### Problem requirements
Would you repeat the whole listing exactly?

━━ Material shown

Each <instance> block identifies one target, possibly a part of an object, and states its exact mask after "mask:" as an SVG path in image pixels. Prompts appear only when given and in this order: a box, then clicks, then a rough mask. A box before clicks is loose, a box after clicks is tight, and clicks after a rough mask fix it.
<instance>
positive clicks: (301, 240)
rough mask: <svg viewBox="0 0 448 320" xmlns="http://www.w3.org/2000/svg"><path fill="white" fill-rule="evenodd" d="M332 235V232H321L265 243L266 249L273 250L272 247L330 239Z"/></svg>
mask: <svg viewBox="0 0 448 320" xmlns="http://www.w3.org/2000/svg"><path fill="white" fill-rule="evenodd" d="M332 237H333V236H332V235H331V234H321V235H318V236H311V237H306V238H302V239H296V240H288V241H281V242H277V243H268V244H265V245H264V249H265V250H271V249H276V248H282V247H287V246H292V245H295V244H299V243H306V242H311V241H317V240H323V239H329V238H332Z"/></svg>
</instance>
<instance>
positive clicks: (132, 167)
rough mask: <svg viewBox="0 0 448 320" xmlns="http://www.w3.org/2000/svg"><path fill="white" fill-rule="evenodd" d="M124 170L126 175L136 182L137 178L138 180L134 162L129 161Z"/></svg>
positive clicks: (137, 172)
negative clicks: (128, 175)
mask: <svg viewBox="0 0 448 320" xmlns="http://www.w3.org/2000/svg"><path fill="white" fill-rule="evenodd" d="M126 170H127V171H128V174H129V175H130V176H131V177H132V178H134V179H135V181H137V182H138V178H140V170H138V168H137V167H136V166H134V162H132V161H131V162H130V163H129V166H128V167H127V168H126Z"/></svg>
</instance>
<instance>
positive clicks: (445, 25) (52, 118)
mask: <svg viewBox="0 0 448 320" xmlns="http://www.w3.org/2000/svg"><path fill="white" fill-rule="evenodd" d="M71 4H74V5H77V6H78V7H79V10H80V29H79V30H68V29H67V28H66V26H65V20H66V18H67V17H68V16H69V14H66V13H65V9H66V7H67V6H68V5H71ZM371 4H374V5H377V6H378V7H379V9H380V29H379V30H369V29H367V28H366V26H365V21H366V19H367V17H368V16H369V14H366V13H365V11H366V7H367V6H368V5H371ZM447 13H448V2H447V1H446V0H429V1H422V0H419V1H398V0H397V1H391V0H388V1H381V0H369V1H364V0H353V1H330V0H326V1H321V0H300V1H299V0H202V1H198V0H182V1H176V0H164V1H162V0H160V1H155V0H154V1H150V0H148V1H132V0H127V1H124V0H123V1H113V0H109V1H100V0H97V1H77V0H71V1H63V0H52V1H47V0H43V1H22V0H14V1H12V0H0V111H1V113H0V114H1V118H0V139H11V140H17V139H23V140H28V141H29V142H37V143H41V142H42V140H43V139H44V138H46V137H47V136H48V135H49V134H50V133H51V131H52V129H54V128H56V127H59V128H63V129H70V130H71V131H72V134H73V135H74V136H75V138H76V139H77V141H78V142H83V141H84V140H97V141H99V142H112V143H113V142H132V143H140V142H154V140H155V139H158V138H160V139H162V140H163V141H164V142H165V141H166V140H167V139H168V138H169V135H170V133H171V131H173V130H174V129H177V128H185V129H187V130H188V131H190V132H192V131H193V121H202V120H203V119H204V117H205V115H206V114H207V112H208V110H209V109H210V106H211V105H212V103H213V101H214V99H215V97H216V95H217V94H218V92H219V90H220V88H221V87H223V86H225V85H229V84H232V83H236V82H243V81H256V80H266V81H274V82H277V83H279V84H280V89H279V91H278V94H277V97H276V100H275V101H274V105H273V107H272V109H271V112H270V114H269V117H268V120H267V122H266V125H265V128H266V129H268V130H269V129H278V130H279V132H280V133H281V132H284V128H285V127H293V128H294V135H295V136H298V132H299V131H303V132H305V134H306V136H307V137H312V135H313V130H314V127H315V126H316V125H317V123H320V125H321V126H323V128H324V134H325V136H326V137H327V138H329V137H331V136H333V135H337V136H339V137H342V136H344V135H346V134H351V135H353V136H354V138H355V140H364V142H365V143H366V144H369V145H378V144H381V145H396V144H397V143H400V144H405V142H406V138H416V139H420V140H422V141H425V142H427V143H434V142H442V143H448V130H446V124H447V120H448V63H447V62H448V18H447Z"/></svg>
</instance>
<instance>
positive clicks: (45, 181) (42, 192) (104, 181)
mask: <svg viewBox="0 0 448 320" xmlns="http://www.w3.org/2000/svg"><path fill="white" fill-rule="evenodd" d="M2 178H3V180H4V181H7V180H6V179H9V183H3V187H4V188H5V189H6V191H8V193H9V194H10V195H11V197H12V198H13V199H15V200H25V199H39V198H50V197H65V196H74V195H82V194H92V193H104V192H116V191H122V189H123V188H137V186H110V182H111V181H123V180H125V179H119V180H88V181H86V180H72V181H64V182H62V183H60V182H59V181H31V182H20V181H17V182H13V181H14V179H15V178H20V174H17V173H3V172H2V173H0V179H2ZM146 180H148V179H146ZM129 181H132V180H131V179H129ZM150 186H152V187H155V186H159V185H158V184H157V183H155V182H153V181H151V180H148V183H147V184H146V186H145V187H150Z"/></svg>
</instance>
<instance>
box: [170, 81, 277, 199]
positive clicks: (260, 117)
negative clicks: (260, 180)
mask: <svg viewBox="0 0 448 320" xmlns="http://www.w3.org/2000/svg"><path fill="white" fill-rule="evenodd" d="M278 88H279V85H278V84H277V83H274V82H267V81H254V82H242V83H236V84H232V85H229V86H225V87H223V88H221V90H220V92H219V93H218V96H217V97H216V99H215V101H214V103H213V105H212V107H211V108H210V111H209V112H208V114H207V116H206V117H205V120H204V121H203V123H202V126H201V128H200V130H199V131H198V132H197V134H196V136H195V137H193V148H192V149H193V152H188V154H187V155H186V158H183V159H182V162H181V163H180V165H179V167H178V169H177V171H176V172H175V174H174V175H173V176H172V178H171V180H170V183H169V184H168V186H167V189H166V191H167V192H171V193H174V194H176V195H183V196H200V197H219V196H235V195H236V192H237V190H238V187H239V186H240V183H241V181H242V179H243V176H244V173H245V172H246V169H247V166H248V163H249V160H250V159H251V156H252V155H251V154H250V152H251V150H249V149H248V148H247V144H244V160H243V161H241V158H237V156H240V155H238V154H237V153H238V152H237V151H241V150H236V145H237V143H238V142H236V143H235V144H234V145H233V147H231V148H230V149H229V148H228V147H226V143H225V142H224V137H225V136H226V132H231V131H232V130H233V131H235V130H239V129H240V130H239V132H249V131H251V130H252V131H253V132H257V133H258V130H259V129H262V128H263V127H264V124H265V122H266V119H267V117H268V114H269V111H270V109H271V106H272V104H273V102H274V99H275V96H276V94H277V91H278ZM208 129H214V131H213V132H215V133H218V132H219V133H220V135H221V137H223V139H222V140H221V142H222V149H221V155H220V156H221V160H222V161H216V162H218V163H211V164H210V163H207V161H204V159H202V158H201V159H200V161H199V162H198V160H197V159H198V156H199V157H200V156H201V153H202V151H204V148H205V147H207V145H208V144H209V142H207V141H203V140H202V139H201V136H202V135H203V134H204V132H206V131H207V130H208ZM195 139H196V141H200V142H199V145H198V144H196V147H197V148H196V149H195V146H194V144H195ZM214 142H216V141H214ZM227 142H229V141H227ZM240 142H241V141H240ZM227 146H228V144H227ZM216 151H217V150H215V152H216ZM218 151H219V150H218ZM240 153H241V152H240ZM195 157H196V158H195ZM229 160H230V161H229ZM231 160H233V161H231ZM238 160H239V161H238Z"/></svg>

━━━━

### Result
Each <instance> block identifies one target, possibly a part of an object, and states its exact mask after "mask:" as an SVG path in image pixels. Prompts appear only when given and in this order: a box, then clicks, then a rough mask. A box before clicks is loose, a box after clicks is tight, and clicks after a rough mask fix it.
<instance>
positive clicks: (301, 240)
rough mask: <svg viewBox="0 0 448 320" xmlns="http://www.w3.org/2000/svg"><path fill="white" fill-rule="evenodd" d="M332 235V232H321L265 243L266 249L273 250L272 247L330 239Z"/></svg>
mask: <svg viewBox="0 0 448 320" xmlns="http://www.w3.org/2000/svg"><path fill="white" fill-rule="evenodd" d="M332 237H333V236H332V235H331V234H321V235H318V236H311V237H306V238H302V239H296V240H288V241H281V242H277V243H268V244H265V245H264V249H265V250H271V249H276V248H282V247H287V246H292V245H295V244H299V243H306V242H311V241H317V240H323V239H329V238H332Z"/></svg>
</instance>
<instance>
positive clicks: (132, 167)
rough mask: <svg viewBox="0 0 448 320" xmlns="http://www.w3.org/2000/svg"><path fill="white" fill-rule="evenodd" d="M124 170L126 175L136 182L137 178L138 180L134 162L129 161Z"/></svg>
positive clicks: (137, 172)
negative clicks: (128, 175)
mask: <svg viewBox="0 0 448 320" xmlns="http://www.w3.org/2000/svg"><path fill="white" fill-rule="evenodd" d="M126 170H127V171H128V174H129V175H130V176H131V177H132V178H134V179H135V181H137V182H138V178H140V170H138V168H137V167H136V166H134V162H132V161H131V162H130V163H129V166H128V167H127V168H126Z"/></svg>
</instance>
<instance>
positive clicks: (445, 25) (52, 118)
mask: <svg viewBox="0 0 448 320" xmlns="http://www.w3.org/2000/svg"><path fill="white" fill-rule="evenodd" d="M71 4H74V5H77V6H78V7H79V10H80V29H79V30H68V29H67V28H66V26H65V20H66V18H67V17H68V16H69V14H66V13H65V9H66V7H67V6H68V5H71ZM371 4H374V5H377V6H378V7H379V9H380V29H379V30H369V29H367V28H366V26H365V21H366V19H367V17H368V16H369V14H366V13H365V11H366V7H367V6H368V5H371ZM447 13H448V2H447V1H446V0H429V1H422V0H419V1H398V0H397V1H391V0H388V1H381V0H369V1H364V0H353V1H330V0H326V1H321V0H300V1H299V0H202V1H198V0H182V1H176V0H164V1H162V0H160V1H155V0H154V1H150V0H148V1H132V0H127V1H124V0H123V1H113V0H109V1H100V0H97V1H77V0H71V1H63V0H52V1H47V0H43V1H22V0H14V1H12V0H0V111H1V113H0V114H1V118H0V139H11V140H17V139H23V140H28V141H29V142H37V143H41V142H42V140H43V139H44V138H46V137H47V136H48V135H49V134H50V133H51V131H52V129H54V128H56V127H59V128H63V129H70V130H71V131H72V134H73V135H74V136H75V138H76V139H77V141H78V142H83V141H84V140H97V141H99V142H112V143H113V142H132V143H140V142H154V140H155V139H158V138H160V139H162V140H163V141H164V142H165V141H166V140H167V139H168V138H169V135H170V133H171V131H173V130H174V129H177V128H185V129H187V130H188V131H190V132H192V131H193V121H202V120H203V119H204V117H205V115H206V114H207V112H208V110H209V109H210V106H211V105H212V103H213V101H214V99H215V97H216V95H217V94H218V92H219V90H220V88H221V87H223V86H225V85H229V84H232V83H236V82H243V81H256V80H266V81H274V82H277V83H279V84H280V89H279V91H278V94H277V97H276V100H275V101H274V105H273V107H272V109H271V112H270V114H269V117H268V120H267V122H266V125H265V128H266V129H268V130H269V129H278V130H279V132H280V133H281V132H284V128H285V127H293V128H294V135H295V136H298V132H299V131H303V132H305V134H306V136H307V137H312V135H313V130H314V127H315V126H316V125H317V123H320V125H321V126H323V128H324V134H325V136H326V137H327V138H329V137H331V136H333V135H337V136H339V137H342V136H344V135H346V134H351V135H353V136H354V138H355V140H364V142H365V143H366V144H369V145H378V144H381V145H396V144H397V143H400V144H405V142H406V138H416V139H420V140H422V141H425V142H427V143H434V142H442V143H448V130H446V124H447V120H448V63H447V62H448V18H447Z"/></svg>
</instance>
<instance>
positive clicks: (45, 181) (42, 192) (104, 181)
mask: <svg viewBox="0 0 448 320" xmlns="http://www.w3.org/2000/svg"><path fill="white" fill-rule="evenodd" d="M2 178H3V180H4V181H7V180H6V179H9V183H3V187H4V188H5V189H6V191H8V193H9V194H10V195H11V197H12V198H13V199H15V200H25V199H39V198H50V197H65V196H74V195H82V194H92V193H104V192H116V191H122V189H123V188H137V186H110V182H111V181H123V180H125V179H119V180H88V181H86V180H72V181H64V182H62V183H60V182H59V181H31V182H20V181H17V182H13V181H14V179H15V178H20V174H17V173H3V172H2V173H0V179H2ZM146 180H148V179H146ZM129 181H132V180H131V179H129ZM150 186H152V187H155V186H159V185H158V184H157V183H155V182H153V181H151V180H148V183H147V184H146V186H145V187H150Z"/></svg>
</instance>
<instance>
box: [170, 81, 277, 199]
positive clicks: (260, 117)
negative clicks: (260, 180)
mask: <svg viewBox="0 0 448 320" xmlns="http://www.w3.org/2000/svg"><path fill="white" fill-rule="evenodd" d="M278 88H279V85H278V84H277V83H274V82H267V81H254V82H242V83H236V84H232V85H229V86H225V87H223V88H221V90H220V92H219V93H218V96H217V97H216V99H215V101H214V103H213V105H212V107H211V108H210V111H209V112H208V114H207V116H206V117H205V120H204V121H203V123H202V126H201V128H200V130H199V131H198V132H197V134H196V136H195V137H193V148H192V149H193V152H188V154H187V155H186V158H183V159H182V162H181V163H180V165H179V167H178V169H177V171H176V172H175V174H174V175H173V176H172V178H171V180H170V183H169V184H168V186H167V189H166V191H167V192H171V193H174V194H176V195H183V196H200V197H219V196H235V195H236V192H237V190H238V187H239V186H240V183H241V181H242V179H243V176H244V173H245V172H246V169H247V166H248V163H249V160H250V159H251V156H252V155H251V154H250V152H251V150H249V149H248V148H247V144H244V160H243V161H241V158H237V156H240V155H238V154H237V153H238V152H237V151H241V150H236V145H237V143H238V142H236V143H235V144H234V145H233V147H231V148H230V149H229V148H228V147H226V143H225V142H224V137H225V136H226V132H231V131H232V130H233V131H235V130H239V129H240V130H239V132H249V131H251V130H252V131H253V132H257V133H258V130H259V129H262V128H263V127H264V124H265V122H266V119H267V117H268V114H269V111H270V109H271V106H272V104H273V102H274V99H275V96H276V94H277V91H278ZM208 129H214V131H213V132H215V133H218V132H219V133H220V135H221V137H223V139H222V140H221V142H222V149H221V155H220V156H221V160H222V161H216V162H218V163H211V164H210V163H207V161H204V159H202V158H201V159H200V161H199V162H198V160H197V159H198V156H199V157H200V156H201V153H202V151H204V148H205V147H207V145H208V144H209V142H207V141H203V140H202V139H201V136H202V135H203V134H204V132H206V131H207V130H208ZM195 139H196V141H200V142H199V145H198V144H196V147H197V148H196V149H195V146H194V144H195ZM214 142H216V141H214ZM227 142H229V141H227ZM240 142H241V141H240ZM227 146H228V144H227ZM216 151H217V150H215V152H216ZM218 151H219V150H218ZM240 153H241V152H240ZM195 157H196V158H195ZM229 160H230V161H229ZM231 160H233V161H231ZM238 160H239V161H238Z"/></svg>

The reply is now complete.